TASK DIRECTIONS:
Repeat, exactly and only, the lines from the one containing "Labeling batch C. For the image above, tag the twig" to the last line, inclusive; do not repeat the pictures.

※ ※ ※

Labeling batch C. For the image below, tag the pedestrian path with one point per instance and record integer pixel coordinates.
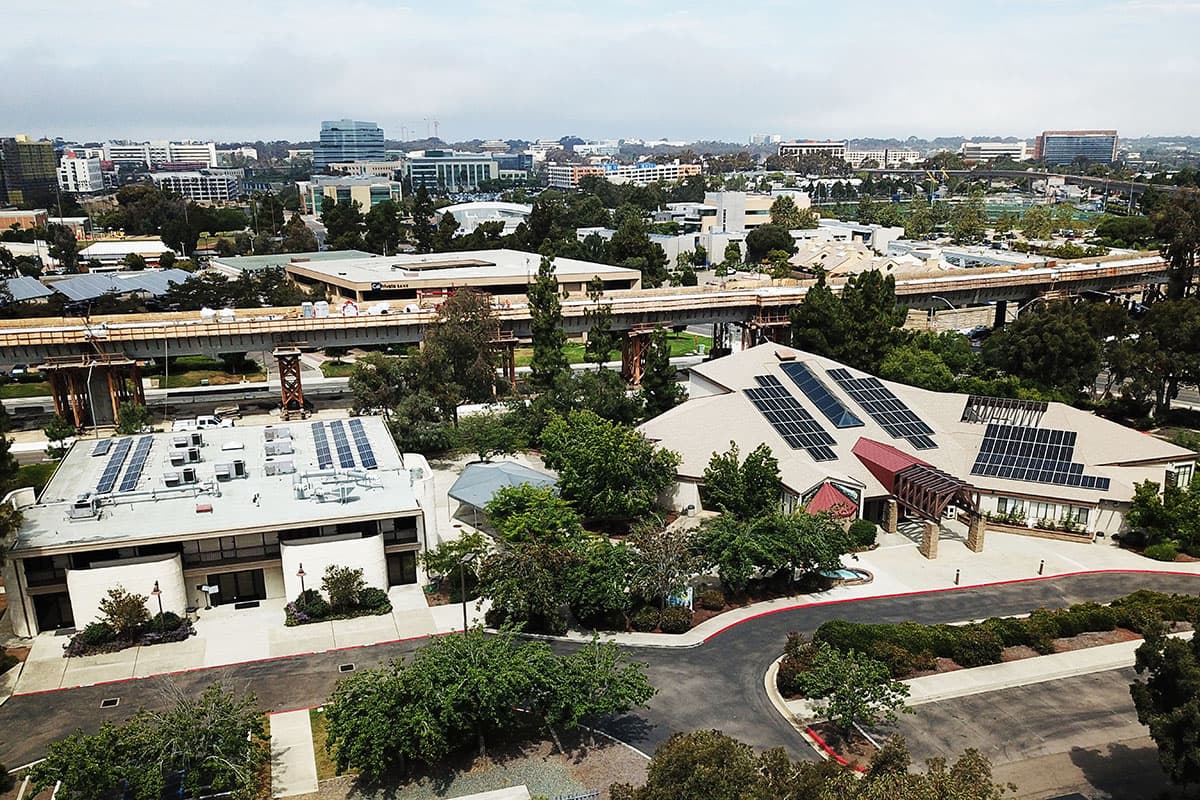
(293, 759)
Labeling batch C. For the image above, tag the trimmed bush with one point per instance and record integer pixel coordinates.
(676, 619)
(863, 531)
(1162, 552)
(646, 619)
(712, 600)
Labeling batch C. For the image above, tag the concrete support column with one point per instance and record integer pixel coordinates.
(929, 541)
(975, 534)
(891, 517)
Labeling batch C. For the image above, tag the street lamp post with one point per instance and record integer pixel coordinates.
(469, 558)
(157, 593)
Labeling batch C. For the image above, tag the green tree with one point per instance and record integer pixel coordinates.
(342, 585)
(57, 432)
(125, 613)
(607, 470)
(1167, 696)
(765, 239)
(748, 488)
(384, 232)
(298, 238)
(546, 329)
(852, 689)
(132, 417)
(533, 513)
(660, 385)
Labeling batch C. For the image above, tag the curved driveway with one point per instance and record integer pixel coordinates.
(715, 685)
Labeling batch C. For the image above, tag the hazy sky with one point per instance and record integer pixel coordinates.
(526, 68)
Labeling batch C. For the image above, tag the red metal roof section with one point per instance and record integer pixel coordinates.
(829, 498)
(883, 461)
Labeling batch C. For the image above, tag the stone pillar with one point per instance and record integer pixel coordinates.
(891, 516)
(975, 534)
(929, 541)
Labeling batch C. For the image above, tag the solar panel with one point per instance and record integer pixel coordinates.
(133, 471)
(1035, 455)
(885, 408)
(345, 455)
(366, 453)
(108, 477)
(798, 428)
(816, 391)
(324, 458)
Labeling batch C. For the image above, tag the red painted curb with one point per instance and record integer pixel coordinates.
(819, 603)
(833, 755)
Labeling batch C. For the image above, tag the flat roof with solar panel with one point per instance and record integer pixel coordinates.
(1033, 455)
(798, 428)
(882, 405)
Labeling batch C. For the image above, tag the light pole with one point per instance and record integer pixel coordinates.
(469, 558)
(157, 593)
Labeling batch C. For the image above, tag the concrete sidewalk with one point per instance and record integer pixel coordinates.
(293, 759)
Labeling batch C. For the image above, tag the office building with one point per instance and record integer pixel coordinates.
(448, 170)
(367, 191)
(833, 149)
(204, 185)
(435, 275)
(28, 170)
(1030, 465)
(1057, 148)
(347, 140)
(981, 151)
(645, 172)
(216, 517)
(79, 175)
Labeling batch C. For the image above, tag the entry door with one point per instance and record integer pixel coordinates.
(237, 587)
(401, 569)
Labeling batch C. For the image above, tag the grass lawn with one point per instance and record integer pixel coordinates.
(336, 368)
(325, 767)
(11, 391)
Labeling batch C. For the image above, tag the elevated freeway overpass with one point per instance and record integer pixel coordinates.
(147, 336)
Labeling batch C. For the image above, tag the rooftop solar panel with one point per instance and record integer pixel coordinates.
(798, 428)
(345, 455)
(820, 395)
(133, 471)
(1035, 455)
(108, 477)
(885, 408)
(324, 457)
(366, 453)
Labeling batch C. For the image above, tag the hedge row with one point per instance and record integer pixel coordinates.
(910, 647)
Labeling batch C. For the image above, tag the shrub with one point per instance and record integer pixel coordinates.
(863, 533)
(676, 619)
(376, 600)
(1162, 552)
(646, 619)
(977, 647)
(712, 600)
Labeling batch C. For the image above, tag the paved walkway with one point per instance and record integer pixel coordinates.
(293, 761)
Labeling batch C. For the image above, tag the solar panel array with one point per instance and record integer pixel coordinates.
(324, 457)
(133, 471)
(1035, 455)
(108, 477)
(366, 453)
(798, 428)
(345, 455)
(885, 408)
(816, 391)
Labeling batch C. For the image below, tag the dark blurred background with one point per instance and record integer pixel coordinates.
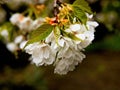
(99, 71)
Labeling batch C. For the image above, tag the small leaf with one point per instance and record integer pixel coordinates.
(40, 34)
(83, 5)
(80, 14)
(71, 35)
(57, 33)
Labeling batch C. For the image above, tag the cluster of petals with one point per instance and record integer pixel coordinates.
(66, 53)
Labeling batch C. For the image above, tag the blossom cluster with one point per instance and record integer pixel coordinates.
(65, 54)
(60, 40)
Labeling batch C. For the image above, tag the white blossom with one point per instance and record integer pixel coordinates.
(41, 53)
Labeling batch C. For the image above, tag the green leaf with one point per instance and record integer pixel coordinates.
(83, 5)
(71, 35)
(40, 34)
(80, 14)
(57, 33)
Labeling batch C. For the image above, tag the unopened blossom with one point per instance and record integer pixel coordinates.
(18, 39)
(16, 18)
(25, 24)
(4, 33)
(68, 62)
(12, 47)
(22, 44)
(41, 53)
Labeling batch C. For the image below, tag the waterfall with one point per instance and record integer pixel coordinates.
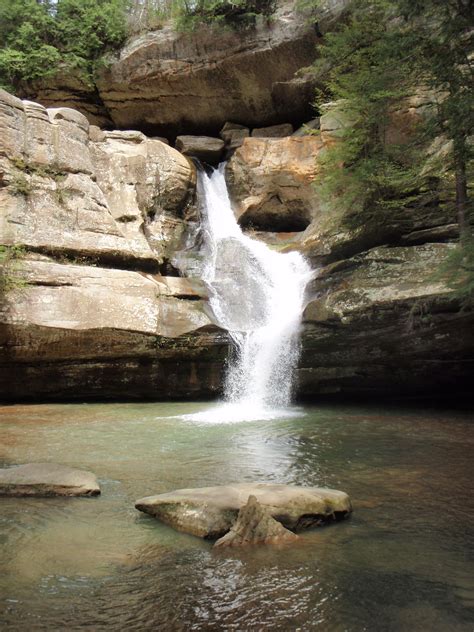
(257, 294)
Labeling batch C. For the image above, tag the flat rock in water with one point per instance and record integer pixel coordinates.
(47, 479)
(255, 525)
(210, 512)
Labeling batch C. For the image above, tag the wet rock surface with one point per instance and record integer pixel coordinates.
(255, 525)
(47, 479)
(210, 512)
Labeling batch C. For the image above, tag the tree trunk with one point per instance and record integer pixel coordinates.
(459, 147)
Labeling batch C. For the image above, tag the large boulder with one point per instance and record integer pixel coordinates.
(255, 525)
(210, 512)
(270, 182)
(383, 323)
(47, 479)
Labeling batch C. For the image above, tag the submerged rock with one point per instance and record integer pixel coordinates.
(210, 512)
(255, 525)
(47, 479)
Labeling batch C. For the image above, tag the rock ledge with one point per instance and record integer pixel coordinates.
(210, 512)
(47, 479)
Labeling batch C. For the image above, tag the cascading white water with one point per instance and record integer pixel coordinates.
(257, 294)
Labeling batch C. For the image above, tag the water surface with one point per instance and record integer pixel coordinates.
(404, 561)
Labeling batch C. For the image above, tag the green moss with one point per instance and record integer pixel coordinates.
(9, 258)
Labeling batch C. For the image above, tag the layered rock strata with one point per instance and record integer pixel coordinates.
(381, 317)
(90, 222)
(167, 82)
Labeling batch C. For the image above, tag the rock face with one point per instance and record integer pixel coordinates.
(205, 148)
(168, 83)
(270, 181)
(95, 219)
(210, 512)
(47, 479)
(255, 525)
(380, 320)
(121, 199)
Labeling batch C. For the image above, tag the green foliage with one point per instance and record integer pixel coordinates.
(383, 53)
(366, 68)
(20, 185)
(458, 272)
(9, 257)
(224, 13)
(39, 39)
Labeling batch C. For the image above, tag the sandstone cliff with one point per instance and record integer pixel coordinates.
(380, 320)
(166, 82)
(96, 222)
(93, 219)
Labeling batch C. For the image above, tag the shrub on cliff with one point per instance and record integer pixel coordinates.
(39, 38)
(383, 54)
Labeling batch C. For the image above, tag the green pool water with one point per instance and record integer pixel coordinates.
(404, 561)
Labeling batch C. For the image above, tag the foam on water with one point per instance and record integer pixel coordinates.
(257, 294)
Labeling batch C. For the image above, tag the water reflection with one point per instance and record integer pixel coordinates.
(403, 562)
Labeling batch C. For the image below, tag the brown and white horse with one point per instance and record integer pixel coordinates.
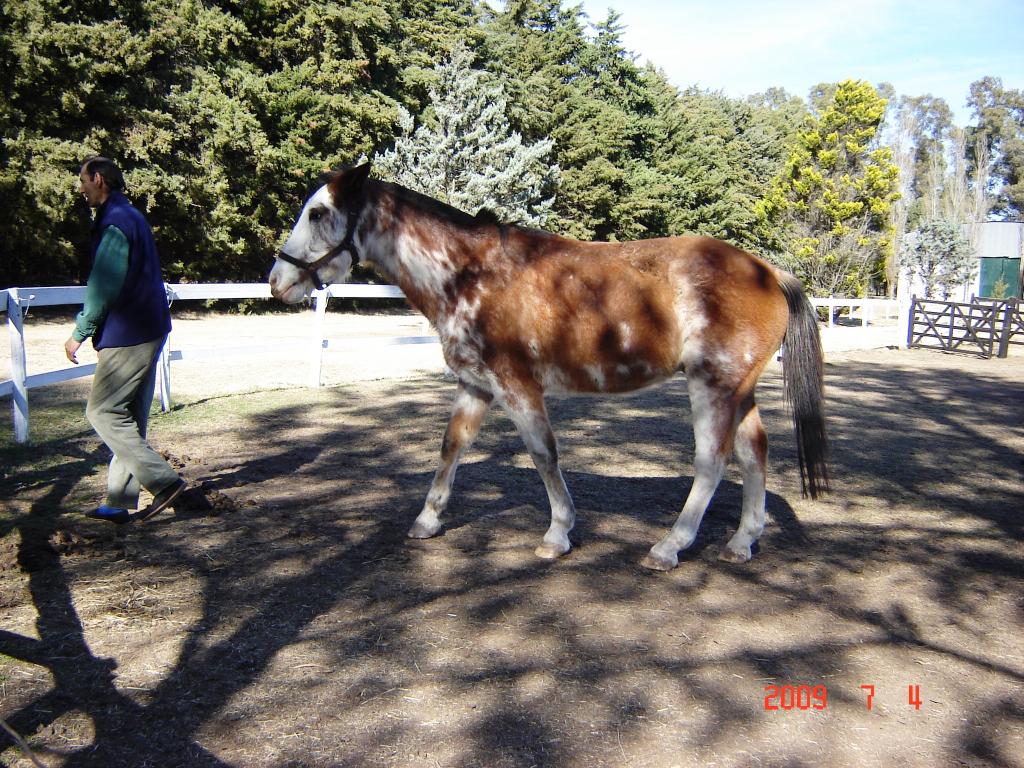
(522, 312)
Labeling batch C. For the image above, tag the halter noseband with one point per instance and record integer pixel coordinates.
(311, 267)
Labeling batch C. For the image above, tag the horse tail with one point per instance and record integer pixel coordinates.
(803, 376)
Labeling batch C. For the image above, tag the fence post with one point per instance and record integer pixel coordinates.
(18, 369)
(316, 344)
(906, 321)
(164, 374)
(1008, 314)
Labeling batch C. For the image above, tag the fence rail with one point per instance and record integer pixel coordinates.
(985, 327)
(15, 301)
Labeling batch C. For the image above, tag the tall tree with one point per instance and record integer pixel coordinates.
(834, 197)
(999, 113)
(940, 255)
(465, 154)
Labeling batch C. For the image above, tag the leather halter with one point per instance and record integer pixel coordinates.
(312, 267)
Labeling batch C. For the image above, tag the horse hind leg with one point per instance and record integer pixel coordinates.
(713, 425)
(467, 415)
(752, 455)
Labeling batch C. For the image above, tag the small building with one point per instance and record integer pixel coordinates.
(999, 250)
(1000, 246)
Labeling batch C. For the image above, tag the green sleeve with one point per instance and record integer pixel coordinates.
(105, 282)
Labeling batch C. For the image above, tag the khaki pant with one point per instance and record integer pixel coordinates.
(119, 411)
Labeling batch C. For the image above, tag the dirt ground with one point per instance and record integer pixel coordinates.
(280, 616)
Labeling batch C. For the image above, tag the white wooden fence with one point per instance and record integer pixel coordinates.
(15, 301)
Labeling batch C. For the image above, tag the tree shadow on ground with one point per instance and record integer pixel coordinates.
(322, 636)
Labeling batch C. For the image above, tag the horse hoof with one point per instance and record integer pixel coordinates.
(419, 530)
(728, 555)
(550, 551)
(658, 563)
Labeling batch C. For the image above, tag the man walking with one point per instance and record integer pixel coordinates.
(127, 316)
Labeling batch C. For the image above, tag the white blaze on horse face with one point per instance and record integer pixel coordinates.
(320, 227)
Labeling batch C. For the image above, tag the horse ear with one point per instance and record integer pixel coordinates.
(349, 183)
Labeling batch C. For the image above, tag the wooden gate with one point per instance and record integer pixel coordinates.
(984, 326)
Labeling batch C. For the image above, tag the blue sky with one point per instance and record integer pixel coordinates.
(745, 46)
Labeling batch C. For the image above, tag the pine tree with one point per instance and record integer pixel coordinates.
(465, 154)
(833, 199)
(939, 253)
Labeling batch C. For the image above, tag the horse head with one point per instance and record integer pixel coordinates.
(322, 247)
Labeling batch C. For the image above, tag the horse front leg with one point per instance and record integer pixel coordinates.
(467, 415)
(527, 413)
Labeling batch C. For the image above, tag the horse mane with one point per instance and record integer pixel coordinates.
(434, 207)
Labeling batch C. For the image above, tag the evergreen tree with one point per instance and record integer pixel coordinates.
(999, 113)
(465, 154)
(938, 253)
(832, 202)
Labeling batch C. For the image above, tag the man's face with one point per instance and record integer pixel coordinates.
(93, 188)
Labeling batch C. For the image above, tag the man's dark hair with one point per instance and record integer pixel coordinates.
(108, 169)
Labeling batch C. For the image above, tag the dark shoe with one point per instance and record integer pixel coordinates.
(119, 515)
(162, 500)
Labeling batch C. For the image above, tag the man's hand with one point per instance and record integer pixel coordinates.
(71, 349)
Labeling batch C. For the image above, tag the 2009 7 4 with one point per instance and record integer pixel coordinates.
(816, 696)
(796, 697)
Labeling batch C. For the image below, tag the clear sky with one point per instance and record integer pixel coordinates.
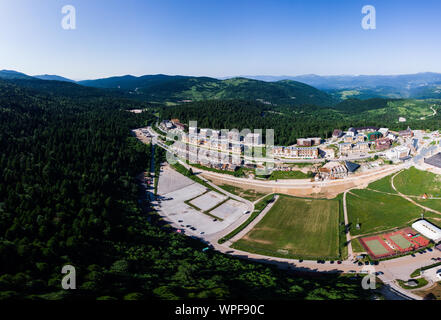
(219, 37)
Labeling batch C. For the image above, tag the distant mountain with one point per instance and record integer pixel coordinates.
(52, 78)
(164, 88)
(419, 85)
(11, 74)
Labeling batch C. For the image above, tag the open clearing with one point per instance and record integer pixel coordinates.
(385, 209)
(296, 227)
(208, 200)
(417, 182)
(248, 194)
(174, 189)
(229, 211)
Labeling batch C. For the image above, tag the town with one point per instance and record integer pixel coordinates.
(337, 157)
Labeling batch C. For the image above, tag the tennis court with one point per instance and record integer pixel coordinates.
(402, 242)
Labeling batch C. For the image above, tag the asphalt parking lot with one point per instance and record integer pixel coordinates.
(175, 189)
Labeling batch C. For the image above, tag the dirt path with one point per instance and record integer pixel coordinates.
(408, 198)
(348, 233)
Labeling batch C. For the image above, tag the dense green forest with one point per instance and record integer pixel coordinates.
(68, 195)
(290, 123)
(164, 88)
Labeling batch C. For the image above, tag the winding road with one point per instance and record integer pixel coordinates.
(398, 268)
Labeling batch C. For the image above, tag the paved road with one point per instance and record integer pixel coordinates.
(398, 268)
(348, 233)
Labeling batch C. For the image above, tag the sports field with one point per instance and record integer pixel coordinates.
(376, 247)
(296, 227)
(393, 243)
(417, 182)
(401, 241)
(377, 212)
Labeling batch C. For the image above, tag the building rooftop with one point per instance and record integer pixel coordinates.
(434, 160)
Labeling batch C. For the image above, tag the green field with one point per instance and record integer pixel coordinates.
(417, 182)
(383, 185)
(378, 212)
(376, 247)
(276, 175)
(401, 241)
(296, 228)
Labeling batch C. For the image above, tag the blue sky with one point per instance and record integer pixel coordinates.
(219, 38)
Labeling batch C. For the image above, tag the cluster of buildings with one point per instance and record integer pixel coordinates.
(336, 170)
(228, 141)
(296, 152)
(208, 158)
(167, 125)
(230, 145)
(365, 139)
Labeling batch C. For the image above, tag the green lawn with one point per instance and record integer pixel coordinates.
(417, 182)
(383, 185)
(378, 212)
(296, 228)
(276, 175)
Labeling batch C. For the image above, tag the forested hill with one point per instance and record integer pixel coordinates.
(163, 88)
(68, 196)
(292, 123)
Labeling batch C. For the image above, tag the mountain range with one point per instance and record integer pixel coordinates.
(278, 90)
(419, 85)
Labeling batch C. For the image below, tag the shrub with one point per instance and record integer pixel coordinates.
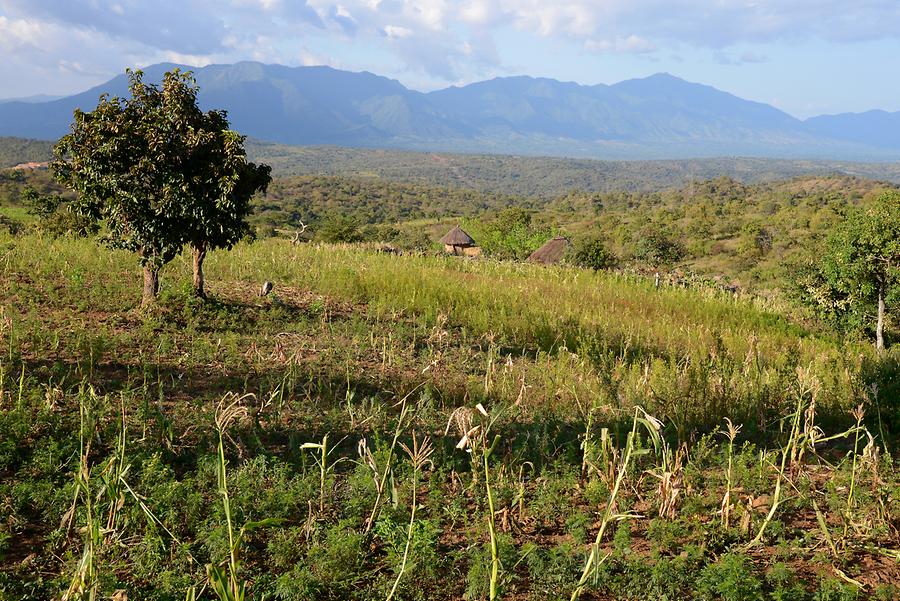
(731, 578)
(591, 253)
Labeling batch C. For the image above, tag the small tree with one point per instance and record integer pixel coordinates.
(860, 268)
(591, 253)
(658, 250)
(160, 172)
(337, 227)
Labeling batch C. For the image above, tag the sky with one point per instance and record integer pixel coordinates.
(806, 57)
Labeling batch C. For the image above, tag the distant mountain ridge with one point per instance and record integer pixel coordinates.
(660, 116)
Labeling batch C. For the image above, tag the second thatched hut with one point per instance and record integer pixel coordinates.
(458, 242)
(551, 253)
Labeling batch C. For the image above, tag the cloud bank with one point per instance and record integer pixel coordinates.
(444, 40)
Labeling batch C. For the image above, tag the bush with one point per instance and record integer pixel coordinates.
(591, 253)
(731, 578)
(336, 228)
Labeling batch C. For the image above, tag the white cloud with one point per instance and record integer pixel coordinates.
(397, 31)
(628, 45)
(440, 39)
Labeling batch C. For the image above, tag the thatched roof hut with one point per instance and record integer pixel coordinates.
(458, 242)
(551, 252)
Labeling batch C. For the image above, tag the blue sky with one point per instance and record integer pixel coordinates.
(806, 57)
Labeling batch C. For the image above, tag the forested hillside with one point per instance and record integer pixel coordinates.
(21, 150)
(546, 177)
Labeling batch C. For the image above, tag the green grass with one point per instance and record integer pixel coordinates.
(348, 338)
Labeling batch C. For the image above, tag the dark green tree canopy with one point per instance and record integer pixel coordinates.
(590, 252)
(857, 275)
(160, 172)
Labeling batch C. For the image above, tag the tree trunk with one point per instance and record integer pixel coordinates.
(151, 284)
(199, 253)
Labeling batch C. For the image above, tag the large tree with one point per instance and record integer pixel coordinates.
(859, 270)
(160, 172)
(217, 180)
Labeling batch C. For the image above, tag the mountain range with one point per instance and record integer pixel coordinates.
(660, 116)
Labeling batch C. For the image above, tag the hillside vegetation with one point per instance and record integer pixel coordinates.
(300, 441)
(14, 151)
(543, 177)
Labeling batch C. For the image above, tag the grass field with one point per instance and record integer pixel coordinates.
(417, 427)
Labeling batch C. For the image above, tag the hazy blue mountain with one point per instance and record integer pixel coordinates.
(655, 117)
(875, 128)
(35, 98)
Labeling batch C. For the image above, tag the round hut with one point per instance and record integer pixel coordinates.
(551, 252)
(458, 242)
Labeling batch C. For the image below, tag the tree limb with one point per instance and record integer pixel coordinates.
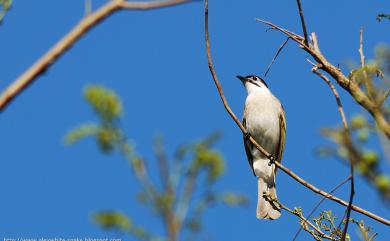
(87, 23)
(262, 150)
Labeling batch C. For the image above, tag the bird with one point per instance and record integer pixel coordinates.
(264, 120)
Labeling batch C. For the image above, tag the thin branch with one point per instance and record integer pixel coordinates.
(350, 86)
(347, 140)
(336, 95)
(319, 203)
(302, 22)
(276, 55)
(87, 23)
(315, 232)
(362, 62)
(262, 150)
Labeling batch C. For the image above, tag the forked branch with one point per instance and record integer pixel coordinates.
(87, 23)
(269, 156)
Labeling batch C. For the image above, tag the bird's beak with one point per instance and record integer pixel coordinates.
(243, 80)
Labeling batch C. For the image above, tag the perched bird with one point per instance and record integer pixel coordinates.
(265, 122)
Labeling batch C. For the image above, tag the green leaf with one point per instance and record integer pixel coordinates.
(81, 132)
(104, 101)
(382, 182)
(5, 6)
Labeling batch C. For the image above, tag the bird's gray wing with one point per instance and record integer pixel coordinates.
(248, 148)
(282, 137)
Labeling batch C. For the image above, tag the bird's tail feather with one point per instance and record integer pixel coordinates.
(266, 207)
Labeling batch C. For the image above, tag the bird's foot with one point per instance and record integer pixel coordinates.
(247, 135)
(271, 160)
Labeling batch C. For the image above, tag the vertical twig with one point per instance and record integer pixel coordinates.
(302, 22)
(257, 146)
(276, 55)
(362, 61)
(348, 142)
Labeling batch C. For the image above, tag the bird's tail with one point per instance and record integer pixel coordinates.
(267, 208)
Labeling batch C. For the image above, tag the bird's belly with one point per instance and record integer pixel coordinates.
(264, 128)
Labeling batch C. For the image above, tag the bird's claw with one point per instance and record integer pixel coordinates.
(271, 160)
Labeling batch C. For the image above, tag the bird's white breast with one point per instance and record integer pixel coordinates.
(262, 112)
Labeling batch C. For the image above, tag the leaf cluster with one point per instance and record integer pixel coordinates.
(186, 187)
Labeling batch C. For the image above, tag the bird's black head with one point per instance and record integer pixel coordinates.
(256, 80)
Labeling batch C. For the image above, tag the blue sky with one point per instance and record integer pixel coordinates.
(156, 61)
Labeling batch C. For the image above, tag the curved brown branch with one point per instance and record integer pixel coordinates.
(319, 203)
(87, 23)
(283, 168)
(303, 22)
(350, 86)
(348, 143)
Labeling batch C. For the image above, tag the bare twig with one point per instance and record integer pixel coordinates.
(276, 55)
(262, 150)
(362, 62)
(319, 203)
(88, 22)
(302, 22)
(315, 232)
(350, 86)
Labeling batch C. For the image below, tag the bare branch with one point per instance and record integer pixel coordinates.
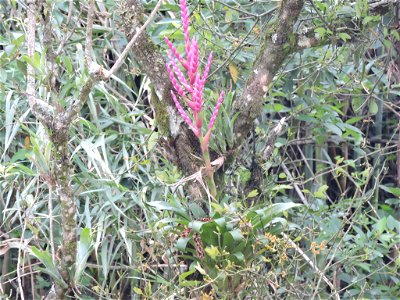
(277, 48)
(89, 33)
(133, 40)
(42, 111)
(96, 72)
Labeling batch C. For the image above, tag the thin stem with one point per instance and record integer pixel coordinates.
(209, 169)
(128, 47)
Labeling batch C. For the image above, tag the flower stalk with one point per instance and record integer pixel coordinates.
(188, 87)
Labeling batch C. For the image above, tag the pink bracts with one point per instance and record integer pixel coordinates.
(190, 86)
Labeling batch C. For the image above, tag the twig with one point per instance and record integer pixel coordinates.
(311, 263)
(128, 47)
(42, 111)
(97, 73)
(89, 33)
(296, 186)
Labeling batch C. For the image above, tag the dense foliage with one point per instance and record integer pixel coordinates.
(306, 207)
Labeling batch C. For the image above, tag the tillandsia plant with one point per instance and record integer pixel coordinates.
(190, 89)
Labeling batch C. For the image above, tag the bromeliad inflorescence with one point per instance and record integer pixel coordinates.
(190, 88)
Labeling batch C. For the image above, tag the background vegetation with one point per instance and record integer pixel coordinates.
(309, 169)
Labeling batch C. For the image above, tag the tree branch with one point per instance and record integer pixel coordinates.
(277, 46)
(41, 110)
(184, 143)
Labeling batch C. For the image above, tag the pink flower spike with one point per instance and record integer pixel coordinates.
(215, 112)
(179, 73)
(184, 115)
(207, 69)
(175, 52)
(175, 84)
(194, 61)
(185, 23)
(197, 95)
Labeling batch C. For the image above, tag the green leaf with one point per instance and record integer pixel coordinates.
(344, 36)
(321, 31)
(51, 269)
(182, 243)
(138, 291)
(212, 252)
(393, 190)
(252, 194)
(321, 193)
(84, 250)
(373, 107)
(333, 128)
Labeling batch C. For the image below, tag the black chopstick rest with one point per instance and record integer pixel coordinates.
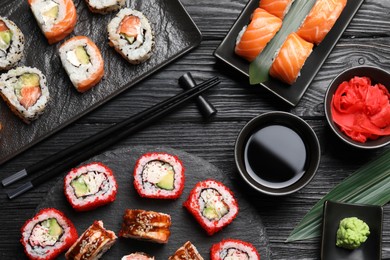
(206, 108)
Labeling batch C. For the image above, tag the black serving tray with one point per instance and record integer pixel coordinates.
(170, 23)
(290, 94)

※ ※ ※

SOLUTION FOR THIS EXERCISE:
Labeling batch C. For the image above, tag the twig with one point per instance and record integer pixel coordinates.
(311, 263)
(128, 47)
(42, 111)
(97, 73)
(89, 33)
(296, 186)
Labeling batch C. For the image above, tag the dense foliage with one point per instance and record integer pixel coordinates.
(306, 207)
Labeling batch C. For the image above, tag the tillandsia plant with one point per instance and record integer pixel coordinates.
(190, 89)
Labeling batch C. For the image above, tag the bromeliad inflorescence with one point per instance and record integer pixel coordinates.
(190, 88)
Labeling batch C. For the image above, tag the background vegetation with one point per instance and record integer pixel coordinates.
(309, 169)
Labeling batch C. For the image above, tag the tree branch with one point per instance and record integer pixel coordinates.
(277, 46)
(41, 110)
(184, 143)
Labeling batch C. For the image above, tag the pink flower spike with one point per instance and record integer pixel coordinates.
(215, 112)
(179, 73)
(184, 115)
(207, 69)
(175, 52)
(175, 84)
(194, 61)
(185, 23)
(197, 95)
Labeling batch C. For the image above, tag the green leaf with one point per instance and record integer pixel coordinates.
(344, 36)
(321, 31)
(51, 269)
(182, 243)
(138, 291)
(212, 252)
(393, 190)
(252, 194)
(321, 193)
(84, 250)
(373, 107)
(333, 128)
Labeling batch C. For the image below, tag the black chopstick rest with one point per instance and record integer pixel coordinates.
(206, 108)
Labeling batch C. For the image above, tag the black serving tray with one point per instance and record integer pixel coordinates.
(170, 23)
(290, 94)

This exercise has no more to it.